▶ What you should do
Can you copy the lines from the one that contains "the metal railing" through the end of the material below, exactly and with nothing else?

▶ Recorded data

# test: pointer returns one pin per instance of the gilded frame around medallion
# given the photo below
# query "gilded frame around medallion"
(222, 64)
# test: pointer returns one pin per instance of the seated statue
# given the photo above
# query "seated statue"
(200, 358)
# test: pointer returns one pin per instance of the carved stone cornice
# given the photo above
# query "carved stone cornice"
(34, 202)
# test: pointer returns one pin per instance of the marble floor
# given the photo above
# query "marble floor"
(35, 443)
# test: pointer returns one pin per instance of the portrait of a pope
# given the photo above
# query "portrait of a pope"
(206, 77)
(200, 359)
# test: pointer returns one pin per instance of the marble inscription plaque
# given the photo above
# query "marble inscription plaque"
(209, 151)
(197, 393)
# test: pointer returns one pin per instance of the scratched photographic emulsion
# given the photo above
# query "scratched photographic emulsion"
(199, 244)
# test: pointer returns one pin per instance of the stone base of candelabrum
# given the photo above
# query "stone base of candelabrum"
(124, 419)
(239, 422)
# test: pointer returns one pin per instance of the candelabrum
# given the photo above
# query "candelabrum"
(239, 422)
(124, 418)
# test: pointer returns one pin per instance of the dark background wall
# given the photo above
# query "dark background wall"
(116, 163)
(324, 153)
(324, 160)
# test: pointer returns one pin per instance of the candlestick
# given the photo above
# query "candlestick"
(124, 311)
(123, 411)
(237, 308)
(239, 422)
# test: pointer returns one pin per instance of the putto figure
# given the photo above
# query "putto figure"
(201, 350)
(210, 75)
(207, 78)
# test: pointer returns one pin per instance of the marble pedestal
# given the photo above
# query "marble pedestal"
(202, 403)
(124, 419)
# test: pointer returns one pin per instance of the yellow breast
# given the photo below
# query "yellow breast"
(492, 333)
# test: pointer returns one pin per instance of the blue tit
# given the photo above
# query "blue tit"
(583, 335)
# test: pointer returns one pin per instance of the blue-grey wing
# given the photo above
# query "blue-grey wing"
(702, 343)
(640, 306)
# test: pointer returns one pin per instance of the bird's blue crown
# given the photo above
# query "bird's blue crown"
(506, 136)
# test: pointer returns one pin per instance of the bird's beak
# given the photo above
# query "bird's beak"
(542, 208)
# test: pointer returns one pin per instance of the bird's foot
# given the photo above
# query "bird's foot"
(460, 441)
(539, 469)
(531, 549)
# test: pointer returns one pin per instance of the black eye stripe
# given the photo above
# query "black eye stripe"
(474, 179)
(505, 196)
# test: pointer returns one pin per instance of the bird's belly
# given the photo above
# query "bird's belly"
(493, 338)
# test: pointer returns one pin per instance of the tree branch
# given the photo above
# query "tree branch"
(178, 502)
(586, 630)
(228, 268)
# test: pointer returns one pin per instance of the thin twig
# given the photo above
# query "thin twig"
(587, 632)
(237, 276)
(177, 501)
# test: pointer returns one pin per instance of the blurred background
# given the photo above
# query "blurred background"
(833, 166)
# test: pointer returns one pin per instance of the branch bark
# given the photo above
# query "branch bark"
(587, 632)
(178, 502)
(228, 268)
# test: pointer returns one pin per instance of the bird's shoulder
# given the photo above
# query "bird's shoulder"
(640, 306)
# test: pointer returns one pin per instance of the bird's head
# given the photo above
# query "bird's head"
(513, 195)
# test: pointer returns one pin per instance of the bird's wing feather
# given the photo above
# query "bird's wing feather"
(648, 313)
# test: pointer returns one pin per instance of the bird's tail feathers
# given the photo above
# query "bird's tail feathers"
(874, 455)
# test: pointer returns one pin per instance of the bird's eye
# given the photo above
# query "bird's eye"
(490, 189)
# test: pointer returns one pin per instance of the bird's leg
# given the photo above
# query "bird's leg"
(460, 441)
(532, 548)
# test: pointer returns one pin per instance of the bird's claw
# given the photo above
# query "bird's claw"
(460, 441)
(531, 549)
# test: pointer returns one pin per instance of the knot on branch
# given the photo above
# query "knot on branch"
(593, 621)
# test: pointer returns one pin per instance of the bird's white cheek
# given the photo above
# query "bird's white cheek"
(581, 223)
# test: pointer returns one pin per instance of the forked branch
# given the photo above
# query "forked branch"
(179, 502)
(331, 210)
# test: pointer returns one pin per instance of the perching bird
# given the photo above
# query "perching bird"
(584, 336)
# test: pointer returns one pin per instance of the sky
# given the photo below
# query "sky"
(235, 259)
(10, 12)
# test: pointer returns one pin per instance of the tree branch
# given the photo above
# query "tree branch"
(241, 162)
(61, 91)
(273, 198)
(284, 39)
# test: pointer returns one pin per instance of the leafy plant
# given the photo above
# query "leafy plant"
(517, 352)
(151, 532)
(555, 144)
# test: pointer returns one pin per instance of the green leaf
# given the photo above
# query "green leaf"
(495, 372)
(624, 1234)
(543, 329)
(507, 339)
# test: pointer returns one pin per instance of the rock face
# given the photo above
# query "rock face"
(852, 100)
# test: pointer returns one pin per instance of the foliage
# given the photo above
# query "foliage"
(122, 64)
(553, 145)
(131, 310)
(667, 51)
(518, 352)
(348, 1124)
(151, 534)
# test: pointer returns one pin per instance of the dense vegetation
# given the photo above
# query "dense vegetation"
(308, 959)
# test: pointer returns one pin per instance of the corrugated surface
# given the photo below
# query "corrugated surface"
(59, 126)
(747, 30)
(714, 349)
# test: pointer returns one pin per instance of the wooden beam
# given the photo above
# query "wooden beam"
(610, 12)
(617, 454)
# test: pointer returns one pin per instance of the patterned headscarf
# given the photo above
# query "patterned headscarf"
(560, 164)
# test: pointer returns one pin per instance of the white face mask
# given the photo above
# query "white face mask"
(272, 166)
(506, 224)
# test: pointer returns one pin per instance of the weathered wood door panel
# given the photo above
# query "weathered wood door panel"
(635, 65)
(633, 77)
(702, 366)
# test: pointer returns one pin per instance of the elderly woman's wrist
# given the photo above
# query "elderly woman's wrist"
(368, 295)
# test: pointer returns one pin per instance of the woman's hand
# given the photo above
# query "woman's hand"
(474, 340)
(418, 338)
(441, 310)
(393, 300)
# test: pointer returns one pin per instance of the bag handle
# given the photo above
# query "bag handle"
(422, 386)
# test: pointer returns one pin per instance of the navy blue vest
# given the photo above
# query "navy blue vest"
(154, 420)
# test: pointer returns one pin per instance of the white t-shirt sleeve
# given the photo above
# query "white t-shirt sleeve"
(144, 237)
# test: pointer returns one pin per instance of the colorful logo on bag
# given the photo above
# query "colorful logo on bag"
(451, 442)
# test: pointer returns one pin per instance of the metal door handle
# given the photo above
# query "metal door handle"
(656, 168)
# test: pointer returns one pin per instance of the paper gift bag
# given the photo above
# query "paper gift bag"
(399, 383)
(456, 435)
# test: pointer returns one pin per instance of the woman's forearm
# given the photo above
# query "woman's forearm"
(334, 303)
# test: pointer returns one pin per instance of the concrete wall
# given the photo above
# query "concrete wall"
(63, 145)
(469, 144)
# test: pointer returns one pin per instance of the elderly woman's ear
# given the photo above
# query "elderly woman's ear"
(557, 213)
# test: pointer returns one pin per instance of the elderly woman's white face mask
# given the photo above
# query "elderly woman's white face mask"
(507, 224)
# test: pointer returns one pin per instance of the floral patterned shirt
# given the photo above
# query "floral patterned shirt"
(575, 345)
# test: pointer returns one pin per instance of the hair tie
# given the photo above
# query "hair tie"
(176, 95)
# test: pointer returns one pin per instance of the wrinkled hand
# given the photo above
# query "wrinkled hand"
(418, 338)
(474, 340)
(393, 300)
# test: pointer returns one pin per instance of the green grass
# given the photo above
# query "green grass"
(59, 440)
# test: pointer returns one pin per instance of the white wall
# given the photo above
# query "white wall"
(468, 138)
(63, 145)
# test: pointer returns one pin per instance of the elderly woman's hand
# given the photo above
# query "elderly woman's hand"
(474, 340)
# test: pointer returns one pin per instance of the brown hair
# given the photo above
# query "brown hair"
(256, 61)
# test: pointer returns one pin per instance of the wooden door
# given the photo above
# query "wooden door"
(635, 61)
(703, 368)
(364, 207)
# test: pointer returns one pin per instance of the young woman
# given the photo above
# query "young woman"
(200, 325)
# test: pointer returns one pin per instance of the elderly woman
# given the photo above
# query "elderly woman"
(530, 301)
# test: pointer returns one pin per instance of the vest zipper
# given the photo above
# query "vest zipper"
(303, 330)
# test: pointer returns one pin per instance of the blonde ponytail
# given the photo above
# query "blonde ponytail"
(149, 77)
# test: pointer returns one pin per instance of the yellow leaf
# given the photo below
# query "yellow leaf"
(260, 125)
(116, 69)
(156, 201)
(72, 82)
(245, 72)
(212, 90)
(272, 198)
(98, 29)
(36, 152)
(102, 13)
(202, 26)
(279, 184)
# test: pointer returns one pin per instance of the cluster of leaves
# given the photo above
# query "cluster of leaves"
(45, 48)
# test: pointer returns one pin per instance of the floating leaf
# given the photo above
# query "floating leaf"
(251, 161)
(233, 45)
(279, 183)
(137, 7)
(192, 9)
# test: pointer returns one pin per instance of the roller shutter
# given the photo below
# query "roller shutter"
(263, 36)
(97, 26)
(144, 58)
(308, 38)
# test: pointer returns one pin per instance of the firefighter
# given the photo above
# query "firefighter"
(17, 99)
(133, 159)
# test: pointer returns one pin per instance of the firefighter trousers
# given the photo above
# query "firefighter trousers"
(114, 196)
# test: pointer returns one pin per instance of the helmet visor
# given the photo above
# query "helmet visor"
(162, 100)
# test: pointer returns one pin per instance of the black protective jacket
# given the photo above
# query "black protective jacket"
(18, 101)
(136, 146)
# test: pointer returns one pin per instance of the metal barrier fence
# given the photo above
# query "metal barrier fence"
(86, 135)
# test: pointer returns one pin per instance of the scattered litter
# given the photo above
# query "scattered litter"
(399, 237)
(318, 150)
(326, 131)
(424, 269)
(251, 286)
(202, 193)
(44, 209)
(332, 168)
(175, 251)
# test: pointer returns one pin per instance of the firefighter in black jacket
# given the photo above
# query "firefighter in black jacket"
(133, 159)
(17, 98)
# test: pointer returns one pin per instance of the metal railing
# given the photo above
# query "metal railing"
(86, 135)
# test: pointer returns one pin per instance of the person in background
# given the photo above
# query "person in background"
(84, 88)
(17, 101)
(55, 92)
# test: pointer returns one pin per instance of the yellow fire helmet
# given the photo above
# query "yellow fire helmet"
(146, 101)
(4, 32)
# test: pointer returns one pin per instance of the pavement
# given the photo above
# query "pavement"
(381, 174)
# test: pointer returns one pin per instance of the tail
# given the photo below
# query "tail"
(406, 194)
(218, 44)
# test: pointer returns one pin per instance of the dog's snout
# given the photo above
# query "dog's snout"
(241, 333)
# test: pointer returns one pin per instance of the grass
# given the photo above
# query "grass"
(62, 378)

▶ Answer to the exercise
# test: pointer returns one pin per instance of the metal railing
# given the photo above
# query "metal railing"
(86, 135)
# test: pointer returns one pin per instance of the person in background
# given the photo above
# query "person in background"
(84, 88)
(17, 101)
(55, 92)
# test: pointer returns one pin per instance of the yellow fire helmet
# given the photo above
# query "yellow fire helmet"
(146, 101)
(4, 32)
# test: pointer returns one pin per instance of the pavement
# given the photo above
# query "pavement"
(381, 174)
# test: pointer returns one pin per instance of the tail
# given the photo below
# query "tail"
(406, 194)
(218, 44)
# test: pointer returns one pin per instance of the dog's snout
# given the photo above
# query "dog's snout"
(241, 333)
# test: pointer returns one pin per instance of the grass
# given the photo above
# query "grass"
(62, 378)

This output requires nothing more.